* **Excerpted text**:
=== Begin Enclosure ===

Budget Director David A. Stockman told President Reagan and the Cabinet yesterday that the budget news for the current year is worse than Stockman believed a week ago, but the president said he is determined not to propose a tax increase or "submit a budget that would cause us to acquiesce in a tax increase," administration sources said.
Stockman, whose estimate late last week was that the deficit would be in the $190 billion range in the fiscal year that began Oct. 1, told the president and the Cabinet that new figures suggest that the red ink is headed for $210 billion.
Administration sources said Stockman also said federal spending this fiscal year will reach 24.5 percent of gross national product. That would be a slight increase from last year, when it was 23.5 percent, though down from fiscal 1983, when the government consumed 25 percent of GNP, largely because of the recession.
Reagan was described as "taken aback" by the new estimates from his budget director, who has been accused in the past by anti-tax supply-side theorists of exaggerating his deficit forecasts to pressure the president into a tax increase.
But in yesterday's start of the budget jockeying expected to continue for months, Reagan reportedly said, "I will not submit a budget with a tax increase" or a budget that would encourage others to think he might acquiesce in one.
Sources also said that Reagan took from his pocket a copy of a 1964 speech he delivered on national television for Republican presidential nominee Barry Goldwater, entitled "A Time for Choosing," and read portions of it to the Cabinet. That speech, which launched Reagan's political career, called for reducing the size and scope of government.

=== End Enclosure ===

* **Action item**: Continue the news report on Stockman's deficit estimates and Reagan's refusal to propose a tax increase, starting after its final sentence.

* **Excerpted data**:
=== Begin Enclosure ===

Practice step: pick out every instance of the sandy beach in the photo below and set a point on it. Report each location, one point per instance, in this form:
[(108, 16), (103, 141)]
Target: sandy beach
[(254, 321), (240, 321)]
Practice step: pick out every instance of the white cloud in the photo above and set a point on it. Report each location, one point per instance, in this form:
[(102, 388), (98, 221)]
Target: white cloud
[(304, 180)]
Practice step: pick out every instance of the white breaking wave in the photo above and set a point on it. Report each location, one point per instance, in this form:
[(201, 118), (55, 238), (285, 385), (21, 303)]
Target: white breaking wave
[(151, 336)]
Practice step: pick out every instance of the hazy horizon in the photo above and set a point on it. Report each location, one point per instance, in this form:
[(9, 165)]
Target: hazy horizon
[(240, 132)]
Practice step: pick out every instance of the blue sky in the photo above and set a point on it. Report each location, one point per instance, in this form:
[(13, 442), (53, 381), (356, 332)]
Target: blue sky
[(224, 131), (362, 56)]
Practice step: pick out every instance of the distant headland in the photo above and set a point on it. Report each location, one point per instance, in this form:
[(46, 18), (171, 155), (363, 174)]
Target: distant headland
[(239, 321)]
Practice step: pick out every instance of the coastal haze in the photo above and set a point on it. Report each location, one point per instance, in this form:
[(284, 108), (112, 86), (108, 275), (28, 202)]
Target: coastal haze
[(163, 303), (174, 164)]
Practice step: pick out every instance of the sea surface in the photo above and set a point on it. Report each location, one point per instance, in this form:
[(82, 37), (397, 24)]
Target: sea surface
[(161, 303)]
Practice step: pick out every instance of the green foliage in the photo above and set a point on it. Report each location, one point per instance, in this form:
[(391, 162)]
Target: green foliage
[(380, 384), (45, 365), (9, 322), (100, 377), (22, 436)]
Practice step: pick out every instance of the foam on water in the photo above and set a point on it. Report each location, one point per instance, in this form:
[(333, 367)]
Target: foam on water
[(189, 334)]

=== End Enclosure ===

* **Your response**:
"This is what we came here to do," one source quoted Reagan as telling his aides.
Stockman told the Cabinet that deficit estimates that he has worked on in recent days show that the fiscal 1985 deficit, which in August the administration had said would be about $175 billion, will likely reach $210 billion, and $223 billion if off-budget items -- mostly federal credit programs -- are included.
Officials said the Stockman estimate rose over the weekend in part because of new figures on spending approved by Congress just before adjournment, plus new figures on the impact of the slowing of the economy in the third quarter.
Reagan said frequently in his reelection campaign that economic growth would reduce the deficit, because expansion increases revenues and cuts some government costs.
The ideas that growth can bring down deficits without a tax increase and that a tax increase would impede growth are important articles of faith among supply-siders. But Stockman's report to the Cabinet indicated that growth is not having that effect currently and that, instead, the deficit is increasing even in a time of economic expansion.
Reagan has also talked about reducing the growth of government to about 5 percent per year. But Stockman reportedly told the Cabinet yesterday that while government spending increased 5.8 percent last fiscal year, it is rising at a rate of 13.5 percent this year and is expected to rise 7 percent in fiscal 1986.
All the estimates are current-services figures, meaning they are projections of revenues, spending and the deficit under existing policy and law. Reagan is expected to seek deep new spending cuts in January.
One official familiar with yesterday's meeting said Stockman's message was that the "premise of the campaign," that deficits would melt away with economic growth, "was not being validated."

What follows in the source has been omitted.